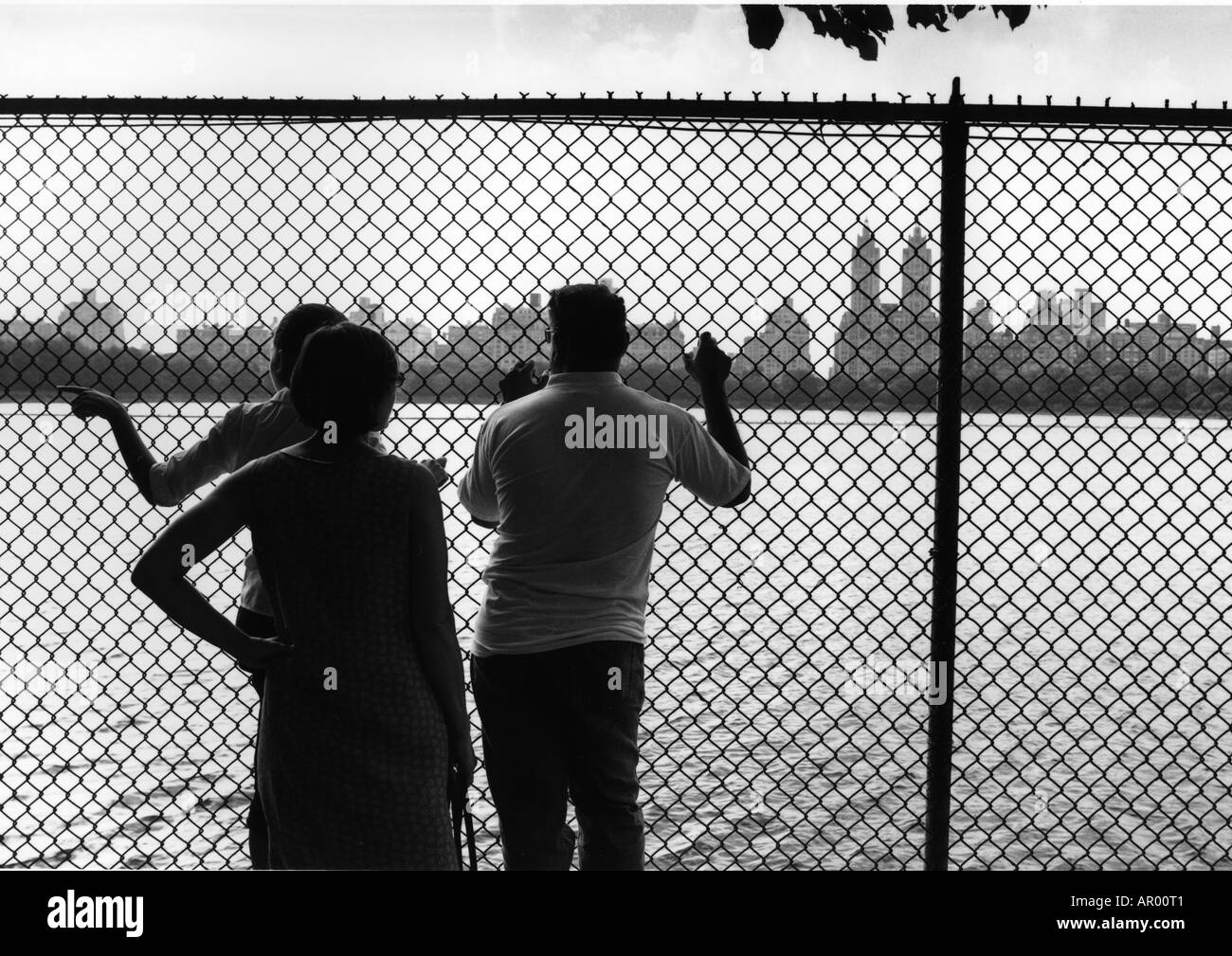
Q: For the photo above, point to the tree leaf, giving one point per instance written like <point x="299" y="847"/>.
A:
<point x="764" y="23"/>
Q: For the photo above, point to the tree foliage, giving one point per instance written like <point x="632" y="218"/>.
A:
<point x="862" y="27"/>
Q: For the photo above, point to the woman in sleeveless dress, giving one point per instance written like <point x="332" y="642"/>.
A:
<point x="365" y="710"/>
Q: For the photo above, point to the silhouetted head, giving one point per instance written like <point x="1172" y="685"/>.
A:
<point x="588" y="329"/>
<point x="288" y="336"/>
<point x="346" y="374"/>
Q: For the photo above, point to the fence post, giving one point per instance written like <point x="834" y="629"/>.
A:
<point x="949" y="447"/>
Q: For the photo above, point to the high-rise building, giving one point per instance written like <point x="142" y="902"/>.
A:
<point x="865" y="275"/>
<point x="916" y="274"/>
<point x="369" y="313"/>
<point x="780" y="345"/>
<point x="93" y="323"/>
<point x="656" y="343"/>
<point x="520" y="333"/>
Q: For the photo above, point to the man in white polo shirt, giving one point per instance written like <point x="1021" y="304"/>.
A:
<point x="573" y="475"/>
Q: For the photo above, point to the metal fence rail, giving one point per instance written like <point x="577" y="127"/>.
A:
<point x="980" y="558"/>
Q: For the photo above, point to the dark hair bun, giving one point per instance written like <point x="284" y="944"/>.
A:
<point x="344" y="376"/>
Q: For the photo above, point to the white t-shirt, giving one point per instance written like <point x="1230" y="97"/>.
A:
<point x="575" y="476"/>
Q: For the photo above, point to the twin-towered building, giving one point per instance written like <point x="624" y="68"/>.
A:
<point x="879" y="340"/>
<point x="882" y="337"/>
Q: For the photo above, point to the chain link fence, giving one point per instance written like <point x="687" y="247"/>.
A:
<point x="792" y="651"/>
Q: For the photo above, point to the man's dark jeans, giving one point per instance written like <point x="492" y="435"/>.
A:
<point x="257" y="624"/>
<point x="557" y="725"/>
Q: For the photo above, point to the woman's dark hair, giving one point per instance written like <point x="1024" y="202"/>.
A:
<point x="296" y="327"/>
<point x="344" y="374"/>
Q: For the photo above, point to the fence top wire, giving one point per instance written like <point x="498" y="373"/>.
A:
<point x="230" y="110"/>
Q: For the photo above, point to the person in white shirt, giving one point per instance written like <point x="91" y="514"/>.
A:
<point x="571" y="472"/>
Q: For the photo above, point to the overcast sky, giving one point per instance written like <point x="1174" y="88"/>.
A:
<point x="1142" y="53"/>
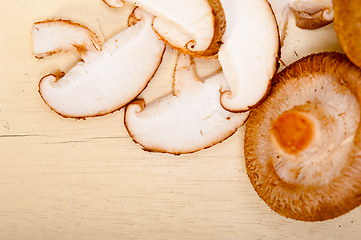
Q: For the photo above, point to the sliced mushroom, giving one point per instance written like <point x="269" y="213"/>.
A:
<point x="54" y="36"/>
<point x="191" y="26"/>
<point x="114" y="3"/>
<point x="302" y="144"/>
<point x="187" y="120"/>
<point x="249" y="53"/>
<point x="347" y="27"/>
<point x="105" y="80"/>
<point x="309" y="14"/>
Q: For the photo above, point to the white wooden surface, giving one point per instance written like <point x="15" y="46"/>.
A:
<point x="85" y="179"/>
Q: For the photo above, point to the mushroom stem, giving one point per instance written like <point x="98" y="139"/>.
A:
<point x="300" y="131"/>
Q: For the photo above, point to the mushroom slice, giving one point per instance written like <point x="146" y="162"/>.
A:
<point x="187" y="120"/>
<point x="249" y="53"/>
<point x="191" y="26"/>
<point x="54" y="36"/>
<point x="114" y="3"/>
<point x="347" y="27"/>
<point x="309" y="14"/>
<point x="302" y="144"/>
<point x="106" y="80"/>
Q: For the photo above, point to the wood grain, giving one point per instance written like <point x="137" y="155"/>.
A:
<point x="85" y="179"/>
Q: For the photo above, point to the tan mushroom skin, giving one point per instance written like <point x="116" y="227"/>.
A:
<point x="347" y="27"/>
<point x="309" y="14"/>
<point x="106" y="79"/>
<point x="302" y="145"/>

> [WHAT IS BEING ASKED] The output is the lines from the start of the data above through the line containing "Q: For the photo above, point to the high-rise", unchanged, with any picture left out.

> [YOUR RESPONSE]
Q: For the photo above, point to the tree leaf, giving one point per instance written like <point x="299" y="847"/>.
A:
<point x="764" y="23"/>
Q: For the photo above, point to the tree foliage, giving one point per instance written like <point x="632" y="218"/>.
A:
<point x="862" y="27"/>
Q: For the photo above, point to the woman in sleeveless dress, giving one point per instance written like <point x="332" y="642"/>.
A:
<point x="365" y="710"/>
Q: For the photo above, point to the silhouetted head, giving one point per instance written like <point x="1172" y="685"/>.
A:
<point x="588" y="329"/>
<point x="288" y="336"/>
<point x="346" y="374"/>
Q: For the photo above, point to the fence post, giving one point per instance written like <point x="834" y="629"/>.
A:
<point x="949" y="447"/>
Q: For the photo above, point to the high-rise building, giving one point per instance written like <point x="142" y="902"/>.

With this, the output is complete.